■ Set problem: Repeat exactly the lines that run from the one containing "of the treeline" to the end of the data, and leave out all others.

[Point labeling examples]
— Begin —

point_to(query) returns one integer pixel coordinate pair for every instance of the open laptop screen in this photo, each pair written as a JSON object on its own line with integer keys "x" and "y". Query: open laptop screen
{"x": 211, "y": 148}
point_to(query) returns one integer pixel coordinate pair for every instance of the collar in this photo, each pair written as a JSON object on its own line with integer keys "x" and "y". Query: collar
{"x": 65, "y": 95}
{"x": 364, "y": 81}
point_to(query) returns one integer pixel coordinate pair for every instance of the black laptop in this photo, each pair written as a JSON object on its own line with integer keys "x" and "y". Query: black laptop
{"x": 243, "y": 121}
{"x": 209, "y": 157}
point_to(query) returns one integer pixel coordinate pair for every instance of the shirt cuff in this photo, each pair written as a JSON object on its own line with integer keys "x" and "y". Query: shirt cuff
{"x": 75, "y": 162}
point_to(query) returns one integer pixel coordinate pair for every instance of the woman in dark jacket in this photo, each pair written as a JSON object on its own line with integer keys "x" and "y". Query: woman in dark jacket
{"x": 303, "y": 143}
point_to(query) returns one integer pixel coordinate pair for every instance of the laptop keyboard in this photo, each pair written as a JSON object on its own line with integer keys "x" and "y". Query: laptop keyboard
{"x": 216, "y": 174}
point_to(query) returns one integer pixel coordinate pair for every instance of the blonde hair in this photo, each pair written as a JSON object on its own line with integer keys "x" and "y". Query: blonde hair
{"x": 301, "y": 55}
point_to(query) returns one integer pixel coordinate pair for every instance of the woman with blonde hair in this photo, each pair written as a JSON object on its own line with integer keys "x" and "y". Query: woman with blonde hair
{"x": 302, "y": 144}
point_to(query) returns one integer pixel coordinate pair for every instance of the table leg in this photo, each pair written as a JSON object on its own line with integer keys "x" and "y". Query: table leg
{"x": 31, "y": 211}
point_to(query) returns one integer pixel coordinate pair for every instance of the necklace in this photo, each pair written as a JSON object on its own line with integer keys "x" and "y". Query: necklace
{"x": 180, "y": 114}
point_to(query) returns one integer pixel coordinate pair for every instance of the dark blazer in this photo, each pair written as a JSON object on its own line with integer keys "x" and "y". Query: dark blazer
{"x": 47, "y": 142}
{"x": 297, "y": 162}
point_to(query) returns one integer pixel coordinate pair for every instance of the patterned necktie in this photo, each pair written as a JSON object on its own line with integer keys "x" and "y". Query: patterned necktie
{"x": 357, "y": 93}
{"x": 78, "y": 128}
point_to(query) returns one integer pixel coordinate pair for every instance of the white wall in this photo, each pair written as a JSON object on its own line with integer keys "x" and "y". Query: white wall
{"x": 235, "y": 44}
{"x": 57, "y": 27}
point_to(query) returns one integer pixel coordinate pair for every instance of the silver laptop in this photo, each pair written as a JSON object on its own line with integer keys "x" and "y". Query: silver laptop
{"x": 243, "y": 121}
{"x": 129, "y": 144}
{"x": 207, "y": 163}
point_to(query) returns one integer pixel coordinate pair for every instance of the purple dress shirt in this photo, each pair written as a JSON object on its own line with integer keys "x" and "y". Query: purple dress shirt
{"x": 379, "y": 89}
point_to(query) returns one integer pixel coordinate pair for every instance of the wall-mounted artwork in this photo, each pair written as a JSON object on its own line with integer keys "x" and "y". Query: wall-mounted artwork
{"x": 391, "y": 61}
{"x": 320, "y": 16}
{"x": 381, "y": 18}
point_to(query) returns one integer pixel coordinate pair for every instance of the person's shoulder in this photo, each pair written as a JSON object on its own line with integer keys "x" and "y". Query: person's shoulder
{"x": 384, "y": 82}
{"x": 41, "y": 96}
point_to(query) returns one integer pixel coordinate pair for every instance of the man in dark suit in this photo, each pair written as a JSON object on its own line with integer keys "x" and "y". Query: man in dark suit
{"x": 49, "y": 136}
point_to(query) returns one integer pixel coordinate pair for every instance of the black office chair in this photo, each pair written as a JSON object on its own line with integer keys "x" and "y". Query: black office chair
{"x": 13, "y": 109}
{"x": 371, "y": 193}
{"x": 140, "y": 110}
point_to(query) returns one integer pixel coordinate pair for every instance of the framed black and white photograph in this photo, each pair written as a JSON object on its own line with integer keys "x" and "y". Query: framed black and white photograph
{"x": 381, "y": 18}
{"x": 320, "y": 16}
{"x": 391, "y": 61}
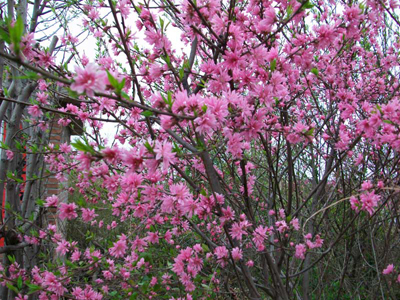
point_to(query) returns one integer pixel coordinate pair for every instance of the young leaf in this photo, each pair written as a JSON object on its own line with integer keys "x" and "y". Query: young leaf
{"x": 315, "y": 71}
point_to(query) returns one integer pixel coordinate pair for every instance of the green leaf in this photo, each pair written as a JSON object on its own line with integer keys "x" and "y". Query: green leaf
{"x": 16, "y": 32}
{"x": 126, "y": 96}
{"x": 84, "y": 147}
{"x": 13, "y": 288}
{"x": 29, "y": 75}
{"x": 315, "y": 71}
{"x": 206, "y": 249}
{"x": 147, "y": 113}
{"x": 310, "y": 132}
{"x": 113, "y": 81}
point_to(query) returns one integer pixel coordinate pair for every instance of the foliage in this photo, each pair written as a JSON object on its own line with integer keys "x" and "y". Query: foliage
{"x": 260, "y": 161}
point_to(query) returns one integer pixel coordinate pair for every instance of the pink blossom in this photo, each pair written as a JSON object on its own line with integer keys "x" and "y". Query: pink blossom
{"x": 89, "y": 80}
{"x": 300, "y": 251}
{"x": 88, "y": 214}
{"x": 67, "y": 211}
{"x": 221, "y": 252}
{"x": 237, "y": 253}
{"x": 10, "y": 155}
{"x": 389, "y": 269}
{"x": 35, "y": 111}
{"x": 164, "y": 151}
{"x": 51, "y": 201}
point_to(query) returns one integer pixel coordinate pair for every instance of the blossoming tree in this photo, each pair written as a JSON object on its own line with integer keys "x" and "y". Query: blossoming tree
{"x": 261, "y": 161}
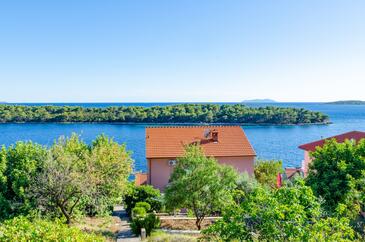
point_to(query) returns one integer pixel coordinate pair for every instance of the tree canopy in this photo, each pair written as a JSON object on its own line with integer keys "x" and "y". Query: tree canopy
{"x": 266, "y": 172}
{"x": 181, "y": 113}
{"x": 337, "y": 174}
{"x": 285, "y": 214}
{"x": 66, "y": 177}
{"x": 201, "y": 184}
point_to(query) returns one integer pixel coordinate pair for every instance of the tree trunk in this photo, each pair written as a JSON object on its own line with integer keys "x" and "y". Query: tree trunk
{"x": 198, "y": 223}
{"x": 66, "y": 214}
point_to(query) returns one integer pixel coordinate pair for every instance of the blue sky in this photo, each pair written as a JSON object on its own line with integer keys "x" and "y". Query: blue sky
{"x": 181, "y": 50}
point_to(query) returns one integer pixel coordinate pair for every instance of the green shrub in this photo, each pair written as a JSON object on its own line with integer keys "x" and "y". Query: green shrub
{"x": 23, "y": 229}
{"x": 266, "y": 172}
{"x": 149, "y": 223}
{"x": 144, "y": 193}
{"x": 144, "y": 205}
{"x": 139, "y": 212}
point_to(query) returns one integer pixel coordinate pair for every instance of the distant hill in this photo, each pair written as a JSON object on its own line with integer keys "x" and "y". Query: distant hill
{"x": 348, "y": 102}
{"x": 259, "y": 101}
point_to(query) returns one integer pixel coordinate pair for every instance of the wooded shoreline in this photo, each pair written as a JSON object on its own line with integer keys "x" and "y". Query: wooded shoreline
{"x": 172, "y": 114}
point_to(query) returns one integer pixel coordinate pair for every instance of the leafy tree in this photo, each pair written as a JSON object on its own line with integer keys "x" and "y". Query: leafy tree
{"x": 109, "y": 168}
{"x": 63, "y": 181}
{"x": 145, "y": 193}
{"x": 331, "y": 229}
{"x": 285, "y": 214}
{"x": 201, "y": 184}
{"x": 19, "y": 164}
{"x": 337, "y": 175}
{"x": 266, "y": 172}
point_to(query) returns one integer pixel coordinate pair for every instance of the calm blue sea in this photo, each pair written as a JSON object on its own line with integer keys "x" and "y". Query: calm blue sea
{"x": 270, "y": 142}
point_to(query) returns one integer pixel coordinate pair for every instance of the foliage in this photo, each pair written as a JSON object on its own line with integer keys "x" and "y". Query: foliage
{"x": 82, "y": 178}
{"x": 266, "y": 172}
{"x": 109, "y": 167}
{"x": 285, "y": 214}
{"x": 149, "y": 223}
{"x": 64, "y": 179}
{"x": 19, "y": 164}
{"x": 337, "y": 174}
{"x": 330, "y": 229}
{"x": 181, "y": 113}
{"x": 144, "y": 205}
{"x": 138, "y": 212}
{"x": 145, "y": 193}
{"x": 23, "y": 229}
{"x": 201, "y": 184}
{"x": 70, "y": 176}
{"x": 159, "y": 236}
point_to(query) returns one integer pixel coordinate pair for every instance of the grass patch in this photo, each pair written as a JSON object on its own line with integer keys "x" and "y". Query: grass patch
{"x": 104, "y": 226}
{"x": 160, "y": 236}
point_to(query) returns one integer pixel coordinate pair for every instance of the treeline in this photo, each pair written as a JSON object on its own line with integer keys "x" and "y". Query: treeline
{"x": 181, "y": 113}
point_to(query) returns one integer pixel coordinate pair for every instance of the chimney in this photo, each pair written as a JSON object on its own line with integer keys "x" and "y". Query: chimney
{"x": 215, "y": 136}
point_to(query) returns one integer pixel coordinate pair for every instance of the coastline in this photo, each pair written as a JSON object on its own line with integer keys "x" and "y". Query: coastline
{"x": 177, "y": 124}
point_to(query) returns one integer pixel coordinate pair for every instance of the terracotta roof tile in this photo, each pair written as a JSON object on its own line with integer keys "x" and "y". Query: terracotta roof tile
{"x": 354, "y": 135}
{"x": 169, "y": 141}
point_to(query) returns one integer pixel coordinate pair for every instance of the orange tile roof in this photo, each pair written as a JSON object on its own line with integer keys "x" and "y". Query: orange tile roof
{"x": 291, "y": 171}
{"x": 140, "y": 179}
{"x": 169, "y": 141}
{"x": 354, "y": 135}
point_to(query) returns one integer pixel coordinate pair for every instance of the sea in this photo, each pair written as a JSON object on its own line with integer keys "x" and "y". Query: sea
{"x": 271, "y": 142}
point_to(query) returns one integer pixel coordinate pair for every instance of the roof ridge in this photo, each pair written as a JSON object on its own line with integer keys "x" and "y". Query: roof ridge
{"x": 193, "y": 126}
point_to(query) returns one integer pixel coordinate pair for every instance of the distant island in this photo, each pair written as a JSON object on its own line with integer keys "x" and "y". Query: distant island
{"x": 348, "y": 102}
{"x": 259, "y": 101}
{"x": 172, "y": 114}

— End —

■ Expected answer:
point_to(query) returns one integer pixel coordinate pair for every instance of the treeline in this photo, each pair written as a JSON object on its own line with integer keys "x" and "y". Query: treeline
{"x": 181, "y": 113}
point_to(query) returns one integer pixel coordinate pair for every instance of the chimney in this photo, each pair written as a JSON object on its own line with integer keys "x" and "y". Query: chimney
{"x": 215, "y": 136}
point_to(query) returns one integer pixel coordinate pair for every instance of the coastline in this photo, each pair written as a JSON object on its own line with integer keys "x" and "y". Query: coastline
{"x": 177, "y": 124}
point_to(query) returns one integer pixel coordinate pair for every instance of the terracotta roof tile in this photo, each pair written as a JSON object on its own line with integer keys "x" and "y". Query: terracotta roof tile
{"x": 354, "y": 135}
{"x": 169, "y": 141}
point_to(query) returns one integer pixel coordinate pair for every instance of the orange tile roof in this photo, each pair written as a JSON object on its own line with integer keys "x" and "y". Query: orange tile roof
{"x": 291, "y": 171}
{"x": 140, "y": 179}
{"x": 169, "y": 141}
{"x": 354, "y": 135}
point_to(query) returns one integer pixel coordinate pair for every instance of the sea in this photo, each pair written as a JSON object on its own line with integer keys "x" and "y". Query: sea
{"x": 271, "y": 142}
point_to(query) returns one integer pixel coordinate pair for every instance of the roof ridge in this photo, each pair written as a JSON object on its own line with integer keys "x" and "y". Query: roof ridge
{"x": 193, "y": 126}
point_to(query) returns one integer pixel coordinate pair for every instance of the distant island in this photo, each pair written as a JSON object on its own line with integer keys "x" and "y". Query: distant island
{"x": 348, "y": 102}
{"x": 259, "y": 101}
{"x": 172, "y": 114}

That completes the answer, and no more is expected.